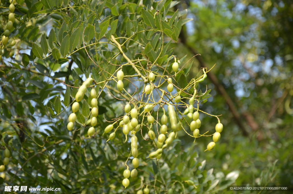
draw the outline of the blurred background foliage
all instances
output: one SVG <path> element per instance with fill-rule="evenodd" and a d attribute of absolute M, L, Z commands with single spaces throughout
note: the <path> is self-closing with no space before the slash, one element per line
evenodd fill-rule
<path fill-rule="evenodd" d="M 201 55 L 191 77 L 201 67 L 216 64 L 212 71 L 215 79 L 208 76 L 202 84 L 212 89 L 212 96 L 202 108 L 222 114 L 225 126 L 214 151 L 204 154 L 203 142 L 197 142 L 200 158 L 216 171 L 239 170 L 238 185 L 292 185 L 293 3 L 181 2 L 178 7 L 189 9 L 187 17 L 194 19 L 183 28 L 175 52 L 188 53 L 187 58 Z M 227 105 L 230 100 L 234 107 Z M 207 130 L 216 121 L 208 116 L 203 119 Z M 265 178 L 276 160 L 275 177 Z"/>
<path fill-rule="evenodd" d="M 25 8 L 29 8 L 37 1 L 21 2 Z M 71 3 L 74 3 L 74 1 L 81 4 L 86 1 L 74 1 Z M 137 1 L 132 1 L 136 3 Z M 150 5 L 153 1 L 144 1 L 142 4 Z M 147 163 L 142 162 L 140 168 L 144 172 L 139 171 L 138 178 L 131 185 L 137 188 L 140 186 L 142 180 L 153 181 L 154 177 L 163 181 L 156 174 L 160 171 L 166 181 L 182 183 L 180 188 L 178 186 L 180 185 L 176 184 L 177 190 L 175 190 L 177 191 L 174 192 L 182 191 L 183 187 L 188 189 L 187 191 L 194 192 L 193 186 L 189 186 L 183 182 L 188 179 L 197 183 L 203 183 L 204 186 L 199 192 L 204 193 L 217 191 L 231 193 L 226 191 L 225 187 L 227 184 L 232 184 L 235 180 L 235 184 L 238 185 L 293 184 L 293 107 L 291 105 L 293 103 L 293 3 L 289 1 L 270 0 L 195 0 L 177 3 L 171 9 L 175 11 L 178 9 L 183 18 L 193 20 L 182 26 L 178 43 L 172 43 L 170 47 L 175 48 L 174 55 L 179 59 L 187 55 L 185 62 L 197 54 L 201 55 L 192 60 L 193 66 L 188 80 L 197 76 L 201 67 L 206 67 L 209 69 L 216 64 L 208 74 L 208 79 L 200 84 L 202 91 L 205 90 L 206 87 L 212 90 L 209 93 L 212 96 L 200 108 L 213 115 L 222 115 L 220 118 L 224 129 L 216 149 L 205 152 L 204 151 L 210 139 L 200 138 L 194 145 L 194 139 L 181 130 L 178 133 L 180 141 L 176 141 L 168 155 L 162 157 L 166 165 L 161 169 L 160 165 L 158 166 L 154 161 L 150 160 Z M 105 10 L 105 12 L 107 9 Z M 21 10 L 18 11 L 21 12 Z M 54 24 L 60 27 L 62 23 L 58 23 L 58 20 L 62 21 L 60 16 L 52 15 L 51 17 L 24 22 L 25 25 L 21 29 L 25 28 L 26 31 L 16 36 L 23 41 L 30 43 L 24 45 L 23 43 L 21 50 L 27 49 L 29 50 L 32 42 L 40 39 L 40 35 L 44 33 L 48 35 L 50 28 L 47 25 L 52 24 L 49 21 L 52 18 L 57 21 Z M 16 42 L 16 45 L 18 43 L 20 46 L 21 43 Z M 107 52 L 107 46 L 102 49 L 104 50 L 103 57 L 110 55 Z M 4 58 L 6 56 L 8 58 L 9 51 L 4 51 L 2 55 Z M 22 58 L 28 58 L 26 61 L 22 61 L 23 64 L 27 61 L 28 64 L 29 61 L 32 61 L 31 53 L 30 55 L 29 52 L 26 55 L 25 52 L 19 51 L 19 55 Z M 21 74 L 20 74 L 13 81 L 18 84 L 21 79 L 24 77 L 27 79 L 34 74 L 33 79 L 42 79 L 43 81 L 40 85 L 33 81 L 31 82 L 33 85 L 27 89 L 38 93 L 40 92 L 41 99 L 28 97 L 31 100 L 22 103 L 22 103 L 16 98 L 12 105 L 9 105 L 8 100 L 13 98 L 13 93 L 11 92 L 12 94 L 5 96 L 5 100 L 1 99 L 3 115 L 20 116 L 20 118 L 13 119 L 13 122 L 28 130 L 25 134 L 19 131 L 20 141 L 16 140 L 17 138 L 15 136 L 11 139 L 4 135 L 5 143 L 2 142 L 2 146 L 8 142 L 13 144 L 15 152 L 12 155 L 16 158 L 18 154 L 17 150 L 20 149 L 20 142 L 25 137 L 33 137 L 31 139 L 26 139 L 26 144 L 23 145 L 28 150 L 34 152 L 41 150 L 41 147 L 38 145 L 45 145 L 45 143 L 47 144 L 46 146 L 51 146 L 46 155 L 33 158 L 27 167 L 22 169 L 21 176 L 15 177 L 16 171 L 12 169 L 5 180 L 8 183 L 13 181 L 16 184 L 24 181 L 32 186 L 61 187 L 64 193 L 134 193 L 132 188 L 124 190 L 121 186 L 122 174 L 125 168 L 124 163 L 128 156 L 127 148 L 122 145 L 124 140 L 121 134 L 117 135 L 121 142 L 114 148 L 111 144 L 105 143 L 99 137 L 93 141 L 86 141 L 79 137 L 86 134 L 86 130 L 72 134 L 66 130 L 65 126 L 69 112 L 64 111 L 57 119 L 51 118 L 45 107 L 48 101 L 42 102 L 46 95 L 49 95 L 53 102 L 56 95 L 64 95 L 64 86 L 58 83 L 63 80 L 59 80 L 60 78 L 66 77 L 69 79 L 69 75 L 72 74 L 75 75 L 74 78 L 79 79 L 78 75 L 84 78 L 81 75 L 86 70 L 83 69 L 81 64 L 91 62 L 87 58 L 85 52 L 81 51 L 78 53 L 79 60 L 74 58 L 74 56 L 72 59 L 75 62 L 79 61 L 80 63 L 75 62 L 73 64 L 56 64 L 36 60 L 38 63 L 46 66 L 48 69 L 45 70 L 67 72 L 65 75 L 51 76 L 44 72 L 44 69 L 40 69 L 40 66 L 33 66 L 30 64 L 28 67 L 32 65 L 36 69 L 21 69 Z M 16 59 L 18 59 L 16 57 Z M 19 59 L 22 60 L 21 58 Z M 4 61 L 6 63 L 8 61 Z M 18 69 L 16 65 L 13 64 L 11 69 Z M 87 67 L 89 66 L 88 64 Z M 73 73 L 71 69 L 74 69 Z M 131 68 L 123 70 L 125 72 L 133 73 Z M 2 70 L 8 75 L 14 72 L 9 74 L 10 69 Z M 47 74 L 47 76 L 43 76 L 42 73 Z M 6 79 L 9 81 L 13 77 L 14 77 L 11 76 Z M 2 81 L 3 89 L 6 80 Z M 25 88 L 25 83 L 24 86 Z M 24 92 L 24 90 L 21 92 Z M 8 93 L 5 93 L 7 95 Z M 123 107 L 108 94 L 102 93 L 103 100 L 100 99 L 99 101 L 100 104 L 107 107 L 108 111 L 105 115 L 107 119 L 114 117 L 115 114 L 121 115 L 122 112 L 120 109 Z M 30 102 L 32 101 L 34 102 L 32 104 Z M 16 108 L 22 107 L 23 105 L 24 108 Z M 105 112 L 106 109 L 104 110 Z M 101 120 L 103 118 L 103 115 L 99 117 Z M 40 119 L 42 117 L 49 118 L 44 122 Z M 24 121 L 24 118 L 29 121 L 28 124 Z M 202 123 L 201 132 L 214 130 L 217 122 L 216 119 L 203 114 L 200 115 L 200 119 Z M 1 119 L 4 120 L 3 117 Z M 52 123 L 54 125 L 51 126 Z M 24 126 L 22 125 L 24 124 Z M 11 129 L 6 124 L 2 123 L 1 125 L 3 132 Z M 106 126 L 104 125 L 101 129 Z M 98 133 L 100 135 L 102 133 L 101 131 Z M 71 147 L 71 137 L 74 142 Z M 47 142 L 47 137 L 52 139 Z M 56 150 L 53 149 L 54 142 L 58 142 L 61 139 L 64 141 L 59 144 L 62 146 Z M 80 143 L 81 142 L 82 144 Z M 141 142 L 143 146 L 141 148 L 149 151 L 149 145 L 144 141 Z M 116 147 L 120 149 L 117 151 Z M 70 150 L 67 153 L 68 149 Z M 141 150 L 140 154 L 146 156 L 145 150 Z M 1 151 L 2 155 L 3 152 Z M 84 155 L 80 154 L 84 152 Z M 26 158 L 34 155 L 29 152 L 25 154 Z M 11 162 L 16 165 L 18 161 L 14 159 Z M 21 161 L 23 164 L 25 162 L 24 160 Z M 36 169 L 40 171 L 39 173 L 46 174 L 49 169 L 52 179 L 38 176 Z M 80 174 L 76 176 L 77 172 Z M 139 179 L 139 177 L 143 178 Z M 45 182 L 46 184 L 43 184 Z M 216 182 L 218 184 L 217 187 L 211 186 Z M 73 184 L 74 186 L 69 187 L 73 183 L 76 183 Z M 168 185 L 168 186 L 172 185 Z M 175 187 L 173 188 L 175 189 Z M 212 190 L 208 191 L 209 189 Z"/>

§ **Given exercise**:
Please copy the records word for word, starting at their beginning and ending with the line that contains "evenodd fill-rule", and leave out the pictures.

§ **Worked answer**:
draw the outline of the blurred background foliage
all instances
output: one SVG <path> element per instance with fill-rule="evenodd" and a d attribute of absolute M, L, Z commands with single spaces throughout
note: the <path> is self-closing with no space before the slash, one element per line
evenodd fill-rule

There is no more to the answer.